§ **WHAT IS REQUIRED**
Every line in the data below that includes "with" belongs in the answer, copied as it stands.

§ **INPUT RECORDS**
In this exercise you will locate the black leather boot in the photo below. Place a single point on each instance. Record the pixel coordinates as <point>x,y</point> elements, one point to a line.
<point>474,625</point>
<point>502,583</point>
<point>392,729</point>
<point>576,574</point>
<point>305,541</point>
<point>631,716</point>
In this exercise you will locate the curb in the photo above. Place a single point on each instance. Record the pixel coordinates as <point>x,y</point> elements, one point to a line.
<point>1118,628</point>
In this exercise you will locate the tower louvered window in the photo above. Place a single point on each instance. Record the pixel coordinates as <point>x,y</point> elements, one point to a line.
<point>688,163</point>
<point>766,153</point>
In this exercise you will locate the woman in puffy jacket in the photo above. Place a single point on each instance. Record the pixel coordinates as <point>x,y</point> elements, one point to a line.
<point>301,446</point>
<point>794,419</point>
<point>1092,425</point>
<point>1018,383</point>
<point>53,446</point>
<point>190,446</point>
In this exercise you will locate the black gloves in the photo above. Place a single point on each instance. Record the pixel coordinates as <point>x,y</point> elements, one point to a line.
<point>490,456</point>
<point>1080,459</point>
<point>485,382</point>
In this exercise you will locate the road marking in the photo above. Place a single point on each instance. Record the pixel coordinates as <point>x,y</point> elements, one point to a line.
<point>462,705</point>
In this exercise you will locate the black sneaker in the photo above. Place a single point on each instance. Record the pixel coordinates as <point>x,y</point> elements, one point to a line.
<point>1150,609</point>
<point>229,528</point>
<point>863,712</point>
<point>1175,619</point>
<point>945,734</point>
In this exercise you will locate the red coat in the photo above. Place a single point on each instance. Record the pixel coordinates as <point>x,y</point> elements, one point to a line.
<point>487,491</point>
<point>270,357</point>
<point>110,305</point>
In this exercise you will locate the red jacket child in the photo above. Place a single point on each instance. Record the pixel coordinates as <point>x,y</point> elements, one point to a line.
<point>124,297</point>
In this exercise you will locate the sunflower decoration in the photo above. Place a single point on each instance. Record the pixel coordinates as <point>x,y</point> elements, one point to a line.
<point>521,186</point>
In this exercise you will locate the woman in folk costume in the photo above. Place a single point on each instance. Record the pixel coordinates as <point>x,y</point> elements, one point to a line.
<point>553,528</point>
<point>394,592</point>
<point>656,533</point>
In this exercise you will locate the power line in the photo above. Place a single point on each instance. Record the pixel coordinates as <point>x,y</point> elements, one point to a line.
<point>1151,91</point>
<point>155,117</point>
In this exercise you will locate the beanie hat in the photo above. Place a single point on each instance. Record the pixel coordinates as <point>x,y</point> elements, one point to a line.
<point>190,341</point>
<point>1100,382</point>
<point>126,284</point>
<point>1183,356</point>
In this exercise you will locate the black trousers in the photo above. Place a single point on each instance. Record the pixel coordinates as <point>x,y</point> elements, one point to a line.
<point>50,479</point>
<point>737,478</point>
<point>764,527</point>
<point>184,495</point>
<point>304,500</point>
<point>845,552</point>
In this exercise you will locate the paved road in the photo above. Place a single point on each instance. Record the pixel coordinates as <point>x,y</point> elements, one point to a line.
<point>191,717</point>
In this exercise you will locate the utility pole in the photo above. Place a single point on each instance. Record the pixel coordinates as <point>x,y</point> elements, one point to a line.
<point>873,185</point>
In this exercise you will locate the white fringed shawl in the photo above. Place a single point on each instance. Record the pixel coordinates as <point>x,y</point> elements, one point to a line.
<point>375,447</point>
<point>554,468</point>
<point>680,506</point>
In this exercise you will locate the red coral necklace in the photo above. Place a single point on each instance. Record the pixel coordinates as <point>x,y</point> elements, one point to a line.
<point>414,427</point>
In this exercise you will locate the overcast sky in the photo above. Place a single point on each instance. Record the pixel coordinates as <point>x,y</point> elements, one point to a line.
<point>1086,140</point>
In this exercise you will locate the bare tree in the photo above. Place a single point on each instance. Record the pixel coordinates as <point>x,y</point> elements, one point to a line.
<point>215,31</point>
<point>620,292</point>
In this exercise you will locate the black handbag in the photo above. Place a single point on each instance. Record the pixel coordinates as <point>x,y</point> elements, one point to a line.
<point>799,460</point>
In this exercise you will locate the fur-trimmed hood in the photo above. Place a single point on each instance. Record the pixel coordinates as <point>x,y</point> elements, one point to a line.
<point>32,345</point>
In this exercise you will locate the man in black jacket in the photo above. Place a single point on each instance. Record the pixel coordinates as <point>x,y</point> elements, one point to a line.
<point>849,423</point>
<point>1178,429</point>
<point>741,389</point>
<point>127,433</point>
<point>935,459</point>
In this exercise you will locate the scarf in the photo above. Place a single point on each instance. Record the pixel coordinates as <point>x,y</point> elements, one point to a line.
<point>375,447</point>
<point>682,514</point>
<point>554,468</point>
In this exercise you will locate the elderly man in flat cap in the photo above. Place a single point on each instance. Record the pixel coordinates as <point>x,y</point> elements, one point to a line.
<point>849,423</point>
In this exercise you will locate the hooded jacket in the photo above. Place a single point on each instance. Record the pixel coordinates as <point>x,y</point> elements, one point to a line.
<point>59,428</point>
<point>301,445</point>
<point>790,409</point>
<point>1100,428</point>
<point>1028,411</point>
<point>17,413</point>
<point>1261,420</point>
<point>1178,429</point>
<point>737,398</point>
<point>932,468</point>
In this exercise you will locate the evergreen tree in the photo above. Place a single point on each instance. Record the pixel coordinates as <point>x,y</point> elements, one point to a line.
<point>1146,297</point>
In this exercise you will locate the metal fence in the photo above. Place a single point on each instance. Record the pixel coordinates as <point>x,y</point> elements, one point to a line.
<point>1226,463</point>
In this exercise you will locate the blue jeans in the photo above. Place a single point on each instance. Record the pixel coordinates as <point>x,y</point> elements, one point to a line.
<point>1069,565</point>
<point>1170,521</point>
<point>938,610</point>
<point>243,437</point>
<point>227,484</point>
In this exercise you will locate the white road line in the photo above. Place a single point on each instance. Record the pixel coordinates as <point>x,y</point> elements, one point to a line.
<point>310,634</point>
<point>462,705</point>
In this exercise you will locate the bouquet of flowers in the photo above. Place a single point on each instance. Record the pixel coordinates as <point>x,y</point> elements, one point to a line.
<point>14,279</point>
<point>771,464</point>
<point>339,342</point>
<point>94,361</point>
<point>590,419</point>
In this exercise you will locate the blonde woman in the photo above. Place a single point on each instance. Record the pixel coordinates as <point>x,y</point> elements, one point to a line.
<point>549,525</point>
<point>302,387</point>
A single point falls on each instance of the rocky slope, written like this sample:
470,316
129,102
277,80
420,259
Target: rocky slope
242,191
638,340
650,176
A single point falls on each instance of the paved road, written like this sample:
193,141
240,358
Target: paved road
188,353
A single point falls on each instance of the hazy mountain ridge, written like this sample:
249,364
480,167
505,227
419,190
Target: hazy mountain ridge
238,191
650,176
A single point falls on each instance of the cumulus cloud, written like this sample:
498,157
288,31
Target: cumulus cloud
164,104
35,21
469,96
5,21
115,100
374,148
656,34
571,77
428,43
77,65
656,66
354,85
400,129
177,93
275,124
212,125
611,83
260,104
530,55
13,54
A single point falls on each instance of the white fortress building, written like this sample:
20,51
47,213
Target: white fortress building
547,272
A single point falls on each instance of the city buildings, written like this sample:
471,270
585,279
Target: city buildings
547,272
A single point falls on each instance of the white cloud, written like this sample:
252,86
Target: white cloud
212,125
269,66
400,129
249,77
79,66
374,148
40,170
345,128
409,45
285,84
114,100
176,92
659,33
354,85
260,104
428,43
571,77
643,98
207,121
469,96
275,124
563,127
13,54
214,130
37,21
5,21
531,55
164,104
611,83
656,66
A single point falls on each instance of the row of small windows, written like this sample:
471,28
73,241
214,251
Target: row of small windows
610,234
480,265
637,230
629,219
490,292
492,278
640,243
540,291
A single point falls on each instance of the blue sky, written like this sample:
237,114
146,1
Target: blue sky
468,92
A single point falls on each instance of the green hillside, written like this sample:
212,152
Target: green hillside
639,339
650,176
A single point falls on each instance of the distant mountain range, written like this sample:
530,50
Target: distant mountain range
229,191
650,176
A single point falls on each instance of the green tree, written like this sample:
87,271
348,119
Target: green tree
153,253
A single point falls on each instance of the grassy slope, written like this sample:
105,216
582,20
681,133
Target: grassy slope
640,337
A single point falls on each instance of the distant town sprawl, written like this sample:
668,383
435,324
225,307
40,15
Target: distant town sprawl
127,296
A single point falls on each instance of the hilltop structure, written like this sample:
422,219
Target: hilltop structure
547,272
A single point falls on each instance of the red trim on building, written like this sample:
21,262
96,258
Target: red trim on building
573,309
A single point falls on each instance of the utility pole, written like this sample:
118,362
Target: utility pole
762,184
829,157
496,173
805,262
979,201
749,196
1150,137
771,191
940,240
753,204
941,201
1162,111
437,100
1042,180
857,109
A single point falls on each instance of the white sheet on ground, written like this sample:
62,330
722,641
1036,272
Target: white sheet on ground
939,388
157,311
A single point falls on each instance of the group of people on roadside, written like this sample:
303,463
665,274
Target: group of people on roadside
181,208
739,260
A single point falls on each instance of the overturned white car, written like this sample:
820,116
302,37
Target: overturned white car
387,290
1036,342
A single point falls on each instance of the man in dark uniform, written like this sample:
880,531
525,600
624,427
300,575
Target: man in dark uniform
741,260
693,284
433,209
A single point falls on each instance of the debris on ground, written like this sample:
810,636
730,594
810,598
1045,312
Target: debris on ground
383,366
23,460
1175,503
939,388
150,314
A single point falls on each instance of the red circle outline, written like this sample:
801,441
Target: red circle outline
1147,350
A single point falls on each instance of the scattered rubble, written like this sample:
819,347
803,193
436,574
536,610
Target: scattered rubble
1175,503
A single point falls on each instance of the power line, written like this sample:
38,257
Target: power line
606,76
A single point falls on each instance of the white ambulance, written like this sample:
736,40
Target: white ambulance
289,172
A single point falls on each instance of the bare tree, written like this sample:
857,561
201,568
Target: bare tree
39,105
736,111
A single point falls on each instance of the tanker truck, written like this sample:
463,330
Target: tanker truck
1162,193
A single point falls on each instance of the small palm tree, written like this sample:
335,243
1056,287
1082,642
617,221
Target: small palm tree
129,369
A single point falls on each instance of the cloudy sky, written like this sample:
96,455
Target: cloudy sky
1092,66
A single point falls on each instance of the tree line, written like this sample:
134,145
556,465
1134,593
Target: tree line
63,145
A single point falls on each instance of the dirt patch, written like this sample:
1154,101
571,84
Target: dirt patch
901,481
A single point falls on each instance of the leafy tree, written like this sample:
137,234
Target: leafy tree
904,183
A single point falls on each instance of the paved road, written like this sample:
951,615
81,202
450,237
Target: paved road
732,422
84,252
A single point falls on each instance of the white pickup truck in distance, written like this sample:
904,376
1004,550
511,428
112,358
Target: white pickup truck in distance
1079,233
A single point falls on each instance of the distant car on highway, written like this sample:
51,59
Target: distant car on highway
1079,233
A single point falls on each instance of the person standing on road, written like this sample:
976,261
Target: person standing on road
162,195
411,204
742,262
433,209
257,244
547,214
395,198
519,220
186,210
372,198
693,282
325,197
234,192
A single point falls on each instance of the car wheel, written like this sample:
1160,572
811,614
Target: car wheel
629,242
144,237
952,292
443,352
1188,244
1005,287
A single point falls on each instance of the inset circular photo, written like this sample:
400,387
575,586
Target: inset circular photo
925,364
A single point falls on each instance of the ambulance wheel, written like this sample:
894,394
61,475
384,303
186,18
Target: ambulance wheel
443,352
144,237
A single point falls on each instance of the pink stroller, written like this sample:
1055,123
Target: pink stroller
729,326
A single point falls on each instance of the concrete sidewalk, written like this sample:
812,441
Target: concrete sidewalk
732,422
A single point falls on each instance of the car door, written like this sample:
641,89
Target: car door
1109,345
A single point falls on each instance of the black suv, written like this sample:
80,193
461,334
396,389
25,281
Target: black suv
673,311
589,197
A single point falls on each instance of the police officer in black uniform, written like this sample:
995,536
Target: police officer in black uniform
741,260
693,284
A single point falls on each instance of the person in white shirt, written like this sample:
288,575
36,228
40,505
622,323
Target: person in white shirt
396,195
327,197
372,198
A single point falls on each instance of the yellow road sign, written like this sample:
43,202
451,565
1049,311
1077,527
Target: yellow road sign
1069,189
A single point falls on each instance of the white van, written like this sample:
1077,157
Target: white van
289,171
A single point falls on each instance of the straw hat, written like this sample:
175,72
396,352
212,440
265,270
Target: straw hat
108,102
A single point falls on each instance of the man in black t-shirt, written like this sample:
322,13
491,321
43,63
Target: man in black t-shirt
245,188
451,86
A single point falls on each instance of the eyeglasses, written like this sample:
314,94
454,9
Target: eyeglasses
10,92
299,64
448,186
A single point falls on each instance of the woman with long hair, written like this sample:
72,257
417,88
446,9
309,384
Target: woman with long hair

§ **THE COMPLETED TASK**
A single point falls on each instance of the woman with long hair, written like this sample:
Target: woman with long hair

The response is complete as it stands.